07/04/09

Design de Matrix e a Indústria Cultural

Se a realidade existe a gente não

precisa acreditar nela. (...) A única chance de a

realidade existir é nós não acreditarmos nela…”

Baudrillard em Entrevista a Sheila Leirner

(indicada por Elis).


Tal epígrafe indica que a narrativa do filme Matrix me interessa muito pouco na sua história em si, escrita e dirigida por dois irmãos. O que não repudio é que tal filme é um marco da Indústria Cultural, indicando a necessidade de pensarmos a idealização midiática da inteligência humana, que tem nos levado inexoravelmente a conceitos baratos. A escolha do filme Matrix para falar de noções importantes para quem pensa a imagem advém da tamanha evidência aí de nossa condição atual, submetidos pelas imagens técnicas, produzidas por funcionários, dependentes de programas.

Escrevo a seguinte introdução para o Grupo de Estudos Fotografia e Imagem (coordenado por Luana Navarro) apropriando-me das noções de Vilém Flusser, principalmente das reflexões que ele nos provoca com seus Ensaios para uma futura filosofia da fotografia ou simplesmente Filosofia da Caixa Preta, primeiro texto trabalhado pelo Grupo. Assim, para quem se interessa por outra leitura mais específica do filme em si indico um artigo do psicanalista Davy Bogomoletz, Reflexões sobre Matrix, disponível aqui.

Mas confesso que tentei me limitar apenas à história do filme, o que de cara já me trouxe tanta complicação que estranhei muito:

- Acorde, Neo...

- A Matrix te achou...

- Siga o coelho branco.

──────────────────────────────

- _O QUE FAZER_:
(a) Resuma em duas frases o texto sobre Matrix e a Indústria Cultural.
(b) Dê a continuação do texto sobre Matrix e a Indústria Cultural, começando logo depois de "Siga o coelho branco."

- _TRECHOS DOS DADOS_:

──────────────────────────────

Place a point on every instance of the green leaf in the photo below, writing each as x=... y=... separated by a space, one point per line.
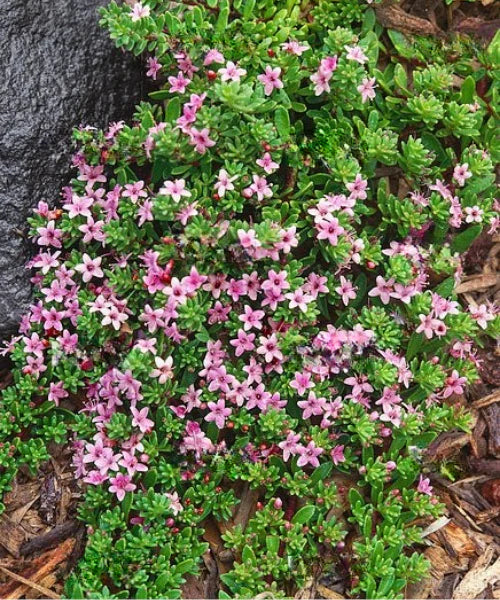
x=248 y=555
x=304 y=515
x=446 y=287
x=173 y=111
x=414 y=345
x=321 y=473
x=282 y=122
x=273 y=544
x=468 y=90
x=159 y=95
x=463 y=241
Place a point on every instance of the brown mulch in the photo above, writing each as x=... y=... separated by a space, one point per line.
x=41 y=540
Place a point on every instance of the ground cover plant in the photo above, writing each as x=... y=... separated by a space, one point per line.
x=245 y=318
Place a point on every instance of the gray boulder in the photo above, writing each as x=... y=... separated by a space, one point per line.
x=59 y=70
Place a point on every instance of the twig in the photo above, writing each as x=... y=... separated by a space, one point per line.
x=40 y=588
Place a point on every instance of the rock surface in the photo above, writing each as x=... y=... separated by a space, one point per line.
x=59 y=70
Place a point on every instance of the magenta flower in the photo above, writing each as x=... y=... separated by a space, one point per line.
x=154 y=67
x=178 y=84
x=140 y=419
x=302 y=382
x=290 y=446
x=224 y=183
x=271 y=79
x=309 y=455
x=461 y=173
x=90 y=267
x=356 y=53
x=200 y=140
x=50 y=235
x=163 y=370
x=269 y=348
x=424 y=486
x=120 y=485
x=329 y=229
x=57 y=392
x=134 y=191
x=454 y=384
x=337 y=455
x=218 y=413
x=267 y=163
x=367 y=89
x=346 y=290
x=213 y=56
x=358 y=188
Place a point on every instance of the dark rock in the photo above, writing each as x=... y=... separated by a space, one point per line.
x=59 y=70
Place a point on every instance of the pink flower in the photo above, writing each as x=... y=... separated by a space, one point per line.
x=154 y=67
x=213 y=56
x=321 y=81
x=337 y=455
x=50 y=235
x=481 y=314
x=218 y=413
x=301 y=382
x=474 y=214
x=290 y=446
x=309 y=455
x=139 y=11
x=313 y=406
x=78 y=206
x=329 y=228
x=271 y=79
x=461 y=173
x=200 y=139
x=92 y=230
x=130 y=462
x=120 y=485
x=90 y=267
x=224 y=183
x=299 y=299
x=454 y=384
x=267 y=163
x=251 y=318
x=113 y=316
x=231 y=72
x=358 y=188
x=163 y=369
x=134 y=191
x=424 y=486
x=260 y=187
x=140 y=419
x=269 y=348
x=346 y=290
x=248 y=238
x=179 y=83
x=57 y=392
x=367 y=89
x=196 y=440
x=357 y=54
x=175 y=503
x=175 y=189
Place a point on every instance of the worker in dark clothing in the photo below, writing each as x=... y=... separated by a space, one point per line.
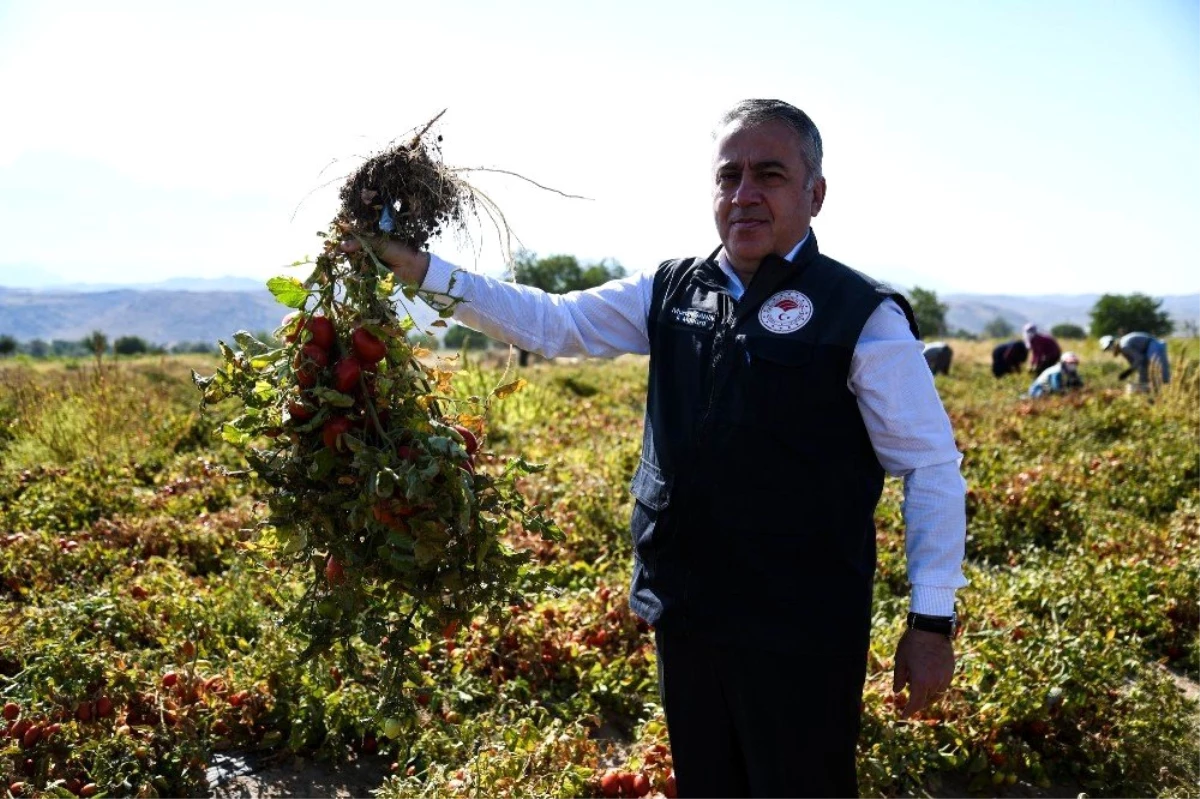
x=1146 y=355
x=1008 y=358
x=783 y=388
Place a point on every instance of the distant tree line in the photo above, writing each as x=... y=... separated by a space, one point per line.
x=1113 y=314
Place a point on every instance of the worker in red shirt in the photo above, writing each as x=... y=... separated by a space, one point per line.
x=1044 y=350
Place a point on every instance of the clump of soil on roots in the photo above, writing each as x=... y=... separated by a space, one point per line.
x=407 y=192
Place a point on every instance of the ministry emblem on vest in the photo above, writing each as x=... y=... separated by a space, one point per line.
x=785 y=312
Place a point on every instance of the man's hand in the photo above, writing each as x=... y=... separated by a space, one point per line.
x=407 y=264
x=925 y=664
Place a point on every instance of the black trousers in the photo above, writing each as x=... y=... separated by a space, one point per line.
x=755 y=724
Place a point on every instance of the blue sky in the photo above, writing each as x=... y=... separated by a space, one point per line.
x=1015 y=146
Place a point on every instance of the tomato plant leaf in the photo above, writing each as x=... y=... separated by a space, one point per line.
x=288 y=290
x=508 y=389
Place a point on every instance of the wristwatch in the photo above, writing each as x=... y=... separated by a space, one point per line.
x=946 y=625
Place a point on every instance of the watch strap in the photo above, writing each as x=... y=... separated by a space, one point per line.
x=945 y=625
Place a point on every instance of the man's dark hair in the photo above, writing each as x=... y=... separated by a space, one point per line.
x=751 y=113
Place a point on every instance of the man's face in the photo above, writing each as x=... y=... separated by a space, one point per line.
x=760 y=199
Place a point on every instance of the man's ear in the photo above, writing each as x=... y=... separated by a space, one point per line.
x=819 y=188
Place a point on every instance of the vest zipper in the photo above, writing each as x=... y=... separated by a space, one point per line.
x=725 y=306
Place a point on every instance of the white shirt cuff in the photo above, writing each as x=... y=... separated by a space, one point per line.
x=931 y=600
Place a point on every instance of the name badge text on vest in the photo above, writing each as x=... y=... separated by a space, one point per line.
x=694 y=318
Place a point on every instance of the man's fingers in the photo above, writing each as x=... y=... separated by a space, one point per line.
x=900 y=676
x=918 y=697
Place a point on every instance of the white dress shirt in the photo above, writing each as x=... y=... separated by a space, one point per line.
x=901 y=409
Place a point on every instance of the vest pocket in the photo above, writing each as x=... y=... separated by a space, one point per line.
x=648 y=524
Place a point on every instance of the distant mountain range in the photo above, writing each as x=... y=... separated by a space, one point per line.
x=208 y=310
x=972 y=312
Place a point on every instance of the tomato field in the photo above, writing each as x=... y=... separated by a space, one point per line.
x=144 y=623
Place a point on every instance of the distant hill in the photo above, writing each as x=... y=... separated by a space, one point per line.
x=971 y=312
x=199 y=310
x=160 y=317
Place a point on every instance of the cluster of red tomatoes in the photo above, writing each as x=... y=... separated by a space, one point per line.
x=317 y=362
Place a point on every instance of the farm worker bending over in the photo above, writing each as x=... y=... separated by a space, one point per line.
x=1060 y=378
x=939 y=356
x=1141 y=350
x=1008 y=358
x=783 y=386
x=1044 y=350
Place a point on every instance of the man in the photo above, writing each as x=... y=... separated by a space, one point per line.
x=781 y=386
x=1060 y=378
x=939 y=356
x=1008 y=358
x=1044 y=350
x=1141 y=350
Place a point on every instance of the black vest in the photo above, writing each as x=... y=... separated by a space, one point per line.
x=756 y=492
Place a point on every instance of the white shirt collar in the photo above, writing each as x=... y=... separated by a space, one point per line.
x=736 y=288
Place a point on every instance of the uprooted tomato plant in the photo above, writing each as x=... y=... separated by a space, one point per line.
x=369 y=458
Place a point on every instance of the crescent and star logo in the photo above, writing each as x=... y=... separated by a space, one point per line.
x=785 y=312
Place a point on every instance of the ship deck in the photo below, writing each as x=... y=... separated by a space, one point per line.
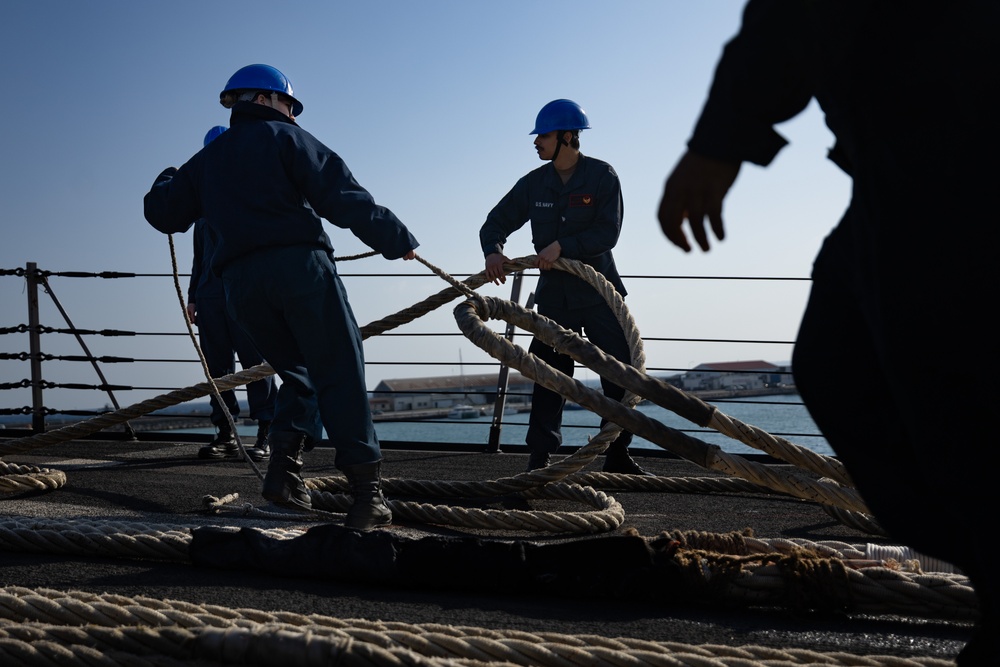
x=118 y=531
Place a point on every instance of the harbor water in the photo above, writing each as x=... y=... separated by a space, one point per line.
x=780 y=415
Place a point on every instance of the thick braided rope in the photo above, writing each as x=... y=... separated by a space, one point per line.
x=729 y=568
x=80 y=627
x=471 y=316
x=568 y=466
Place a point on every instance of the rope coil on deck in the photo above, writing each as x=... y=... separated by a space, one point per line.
x=754 y=572
x=34 y=630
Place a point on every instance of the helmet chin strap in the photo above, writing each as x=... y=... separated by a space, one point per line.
x=559 y=144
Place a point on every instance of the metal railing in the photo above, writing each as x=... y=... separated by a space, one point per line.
x=62 y=364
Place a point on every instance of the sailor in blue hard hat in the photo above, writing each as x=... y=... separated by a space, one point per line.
x=265 y=188
x=575 y=207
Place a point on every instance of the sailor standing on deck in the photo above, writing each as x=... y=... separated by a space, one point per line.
x=221 y=338
x=901 y=287
x=575 y=206
x=264 y=187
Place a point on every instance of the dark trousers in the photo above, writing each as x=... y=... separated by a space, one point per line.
x=879 y=364
x=294 y=307
x=603 y=330
x=222 y=341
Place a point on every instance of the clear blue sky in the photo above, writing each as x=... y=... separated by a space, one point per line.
x=430 y=104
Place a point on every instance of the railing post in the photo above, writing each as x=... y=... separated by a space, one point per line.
x=35 y=350
x=493 y=445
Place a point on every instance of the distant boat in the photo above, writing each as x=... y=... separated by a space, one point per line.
x=464 y=412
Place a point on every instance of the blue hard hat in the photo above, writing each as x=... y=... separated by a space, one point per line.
x=561 y=115
x=262 y=77
x=213 y=133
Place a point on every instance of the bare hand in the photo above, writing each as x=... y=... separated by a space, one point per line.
x=549 y=255
x=494 y=267
x=695 y=190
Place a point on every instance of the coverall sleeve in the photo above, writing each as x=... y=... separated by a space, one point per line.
x=172 y=205
x=196 y=262
x=332 y=191
x=602 y=234
x=760 y=80
x=508 y=216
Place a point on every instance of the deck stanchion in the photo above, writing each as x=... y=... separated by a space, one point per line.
x=493 y=445
x=35 y=346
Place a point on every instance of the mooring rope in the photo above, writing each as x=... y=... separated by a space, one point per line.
x=48 y=627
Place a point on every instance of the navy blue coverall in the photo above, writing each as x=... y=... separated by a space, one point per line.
x=585 y=216
x=896 y=351
x=220 y=337
x=264 y=188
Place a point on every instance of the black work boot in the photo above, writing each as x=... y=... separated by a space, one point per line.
x=369 y=509
x=537 y=460
x=222 y=447
x=282 y=483
x=617 y=460
x=261 y=450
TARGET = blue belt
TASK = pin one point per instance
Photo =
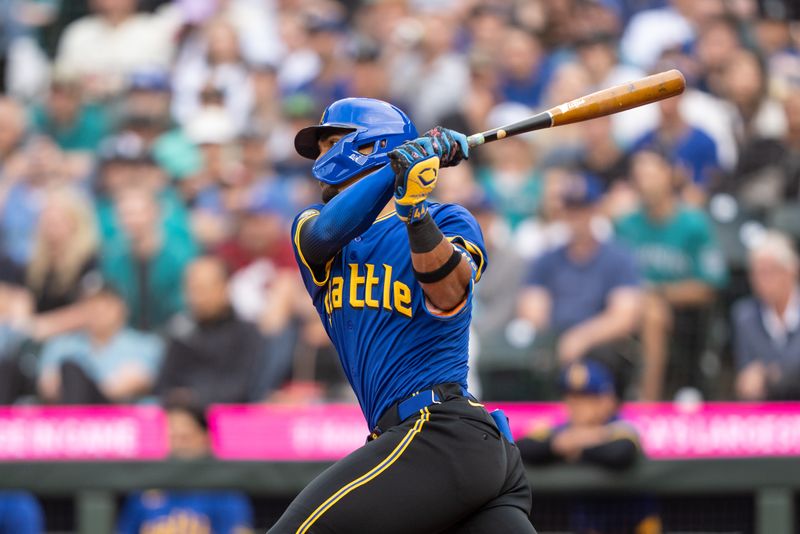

──────────────────────────────

- _RESPOSTAS_:
(a) O texto afirma que a narrativa de Matrix interessa pouco, mas que o filme é um marco da Indústria Cultural e evidencia nossa condição atual, submetidos a imagens técnicas produzidas por funcionários dependentes de programas. Trata-se de uma introdução escrita para o Grupo de Estudos Fotografia e Imagem com base nas noções de Vilém Flusser, sobretudo em Filosofia da Caixa Preta.

(b)
Logo no início do filme a apreensão toma conta do público. Não se sabe o que está acontecendo. Um clima de suspense paira no ar: quem é Matrix? Neo? Coelho branco? Que teria a ver com Alice e seu mundo das maravilhas?

- toc, toc, Neo... (ainda em verde, na tela do computador)

- (batidas na porta)

Um mundo virtual se choca com um real. Uma forte tensão é inevitável. Numa boate psicodélica, Neo (“novo”, anagrama de One, “um”, e de Eon, variante de Aeon, "eterno") encontra-se pela primeira vez com Trinity (“trindade” em inglês).

A jovem “trindade” que, momentos antes, se apresentara ao público assassinando policiais assustados ante sua agilidade nas artes marciais também é um mistério. Decidida, ela aproxima-se de Neo num delicado movimento de sensualidade. Com seu rosto de expressões graves e um olhar penetrante, deixa Neo (e os expectadores) desnorteados. A música eletrônica da boate, ao fundo, parece acompanhar o ritmo das palavras de Trinity, que faz ecoar uma dúvida eterna da humanidade (parece que ela tem as respostas para uma dúvida que angustia os humanos há milênios, para não dizer desde sempre):

- Sei porque você está aqui Neo... sei porque mal dorme, porque mora sozinho e porque noite após noite senta-se ao computador...

(desce o som)

- Você o está procurando. Eu sei porque também já procurei a mesma coisa. E, quando ele me encontrou, sabia que não era por ele que procurava. Eu procurava uma resposta. É a pergunta que nos impulsiona, Neo. Foi a pergunta que te trouxe aqui.

Neste momento todos os corações da platéia deveriam ecoar em coro com as batidas da música techno que toca ao fundo da cena. Escutando suas batidas apertadas e angustiadas o peito de cada um deveria se abrir à grande narrativa que promete coisas boas. Uma doidera não querer entrar cena adentro. Afinal, qual é a alma que não é movida por suas incertezas, qual coração não deseja reconfortar-se num ponto que seja certo, qual corpo não estremece ao saber que nada pode saber? Quantos espíritos determinados não se aplicaram durante toda a vida na busca da possibilidade de formular uma pergunta, ao menos, que indique um caminho a se seguir?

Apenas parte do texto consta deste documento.